| Consigne |
Modifiez les lignes ci-dessous en remplaçant « orange carrot » par « vegetable » sans rien changer d'autre. N'incluez pas les images dans votre réponse.

##### Données de travail #####

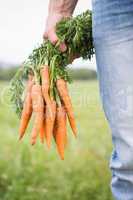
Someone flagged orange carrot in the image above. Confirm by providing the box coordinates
[45,100,56,148]
[19,75,34,139]
[56,79,77,136]
[40,106,46,143]
[31,84,44,145]
[41,65,50,104]
[54,106,67,160]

#####

| Réponse complète |
Someone flagged vegetable in the image above. Confirm by providing the box coordinates
[45,100,56,148]
[19,75,34,139]
[56,79,77,136]
[40,106,46,143]
[31,84,44,145]
[41,65,50,104]
[54,106,67,160]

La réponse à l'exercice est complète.